:: Trecho ::
1. Contexto histórico e principais aspectos do genocídio ocorrido em Ruanda.
Os tutsis, na ocasião, por ser minoria étnica, representando cerca de 15% da população, momentos antes dos cem dias de matança, estavam incomodados do modo como viviam pois o poder estava nas mãos dos hutus.
Na demasiada disputa pelo poder referido grupo entendia que algo precisava ser feito para que chegar ao poder.
Resolveram então criar a FPR (Frente Patriótica Ruandesa) com o objetivo de dar uma resposta aos hutus e, quem sabe, reconquistar o poder, esse cujos tutsis quem o detinha anteriormente, enquanto colônia da Bélgica, até 1962.
Depois de 1962 o poder passou a ser dos hutus e, com a queda do avião com o então ditador ruandês no dia 06 de abril de 1994, com acusações de ambos os lados acerca de quem praticara tal crime, se desencadeara ali uma série de matanças e massacres envolvendo os hutus, com os milicianos do governo, objetivando dizimar todos os tutsis e, tendo do outro lado, como ofensiva de contra-ataque a FPR matando os hutus.
:::
:: Dados brutos ::
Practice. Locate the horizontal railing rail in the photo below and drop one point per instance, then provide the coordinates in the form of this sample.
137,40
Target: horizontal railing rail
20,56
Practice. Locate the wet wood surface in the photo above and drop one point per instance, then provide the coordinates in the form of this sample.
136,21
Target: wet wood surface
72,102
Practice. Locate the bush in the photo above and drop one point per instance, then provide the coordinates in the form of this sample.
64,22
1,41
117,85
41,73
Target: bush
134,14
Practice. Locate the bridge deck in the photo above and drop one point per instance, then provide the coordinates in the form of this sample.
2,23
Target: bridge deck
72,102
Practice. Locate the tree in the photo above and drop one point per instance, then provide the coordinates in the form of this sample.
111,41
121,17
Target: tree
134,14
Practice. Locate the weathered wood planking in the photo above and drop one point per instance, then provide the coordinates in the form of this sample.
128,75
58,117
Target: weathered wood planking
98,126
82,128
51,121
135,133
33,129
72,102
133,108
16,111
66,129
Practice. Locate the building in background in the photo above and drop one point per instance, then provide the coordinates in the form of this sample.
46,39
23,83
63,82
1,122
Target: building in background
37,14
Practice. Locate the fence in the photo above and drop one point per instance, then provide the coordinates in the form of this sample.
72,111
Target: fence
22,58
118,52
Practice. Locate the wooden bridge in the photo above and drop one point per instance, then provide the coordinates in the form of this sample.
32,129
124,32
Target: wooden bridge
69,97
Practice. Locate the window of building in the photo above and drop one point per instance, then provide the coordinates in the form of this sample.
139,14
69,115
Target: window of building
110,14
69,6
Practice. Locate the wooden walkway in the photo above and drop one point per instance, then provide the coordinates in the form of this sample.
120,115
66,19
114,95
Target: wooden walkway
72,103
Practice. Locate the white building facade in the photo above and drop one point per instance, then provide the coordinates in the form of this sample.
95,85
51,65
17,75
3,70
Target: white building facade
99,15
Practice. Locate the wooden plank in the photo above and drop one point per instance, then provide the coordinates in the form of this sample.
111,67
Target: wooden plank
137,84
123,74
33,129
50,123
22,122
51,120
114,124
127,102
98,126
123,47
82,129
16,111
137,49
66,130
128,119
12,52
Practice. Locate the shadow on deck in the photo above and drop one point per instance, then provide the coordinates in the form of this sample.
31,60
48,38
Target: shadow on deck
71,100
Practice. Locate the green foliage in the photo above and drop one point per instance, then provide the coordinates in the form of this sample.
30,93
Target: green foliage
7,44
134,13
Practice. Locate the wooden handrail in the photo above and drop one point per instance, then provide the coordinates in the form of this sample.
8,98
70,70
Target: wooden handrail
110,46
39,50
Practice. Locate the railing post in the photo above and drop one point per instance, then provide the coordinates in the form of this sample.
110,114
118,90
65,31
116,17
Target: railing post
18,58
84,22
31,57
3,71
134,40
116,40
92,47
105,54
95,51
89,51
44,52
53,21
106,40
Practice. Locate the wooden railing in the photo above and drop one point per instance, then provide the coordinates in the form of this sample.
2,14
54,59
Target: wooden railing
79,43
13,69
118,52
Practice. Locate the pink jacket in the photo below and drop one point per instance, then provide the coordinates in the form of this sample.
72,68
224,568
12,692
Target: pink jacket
:::
Objetivos
1. Troque "minoria étnica" por "parcela minoritária" e reescreva a parte do trecho sobre o genocídio em Ruanda que abre com as palavras que contêm "1. Contexto histórico" e fecha com "mãos dos hutus.".
2. Resuma em duas frases o trecho sobre o genocídio em Ruanda.
3. Por favor, dê seguimento ao trecho sobre o genocídio em Ruanda a partir do ponto em que ele termina.

Respostas em ordem
1.
1. Contexto histórico e principais aspectos do genocídio ocorrido em Ruanda.
Os tutsis, na ocasião, por ser parcela minoritária, representando cerca de 15% da população, momentos antes dos cem dias de matança, estavam incomodados do modo como viviam pois o poder estava nas mãos dos hutus.

2. Antes dos cem dias de matança, os tutsis, minoria de cerca de 15% da população, estavam insatisfeitos com o poder nas mãos dos hutus e criaram a FPR para responder a eles e talvez reconquistar o poder que detinham até 1962, quando o país era colônia da Bélgica. Após a queda do avião do ditador ruandês em 6 de abril de 1994, começou uma série de massacres em que os hutus, com os milicianos do governo, buscavam dizimar os tutsis, enquanto a FPR contra-atacava matando hutus.

3.
O resultado desta violenta ofensa aos direitos humanos foi o evento morte com diversas vidas ceifadas, constituída pelo pânico geral nos cem dias em que o bem mais importante do ser humano, a vida, foi drasticamente desrespeitado. O que se viu foram crimes contra a humanidade em larga escala, com corpos por todos os lados sem qualquer respeito e preservação aos locais sagrados como em igrejas e locais de oração, bem como colégios e instituições de ensino. Como os Estados Unidos da América, por exemplo, apesar de não ter havido uma total apatia, ainda assim não se deu a real importância quanto ao ocorrido naquele país africano por outras nações, cuja preocupação, em regra, se limitara tão somente no resgate de seus cidadãos que ali se encontravam ao invés da esperada ajuda humanitária de quem suplicava por sua vida.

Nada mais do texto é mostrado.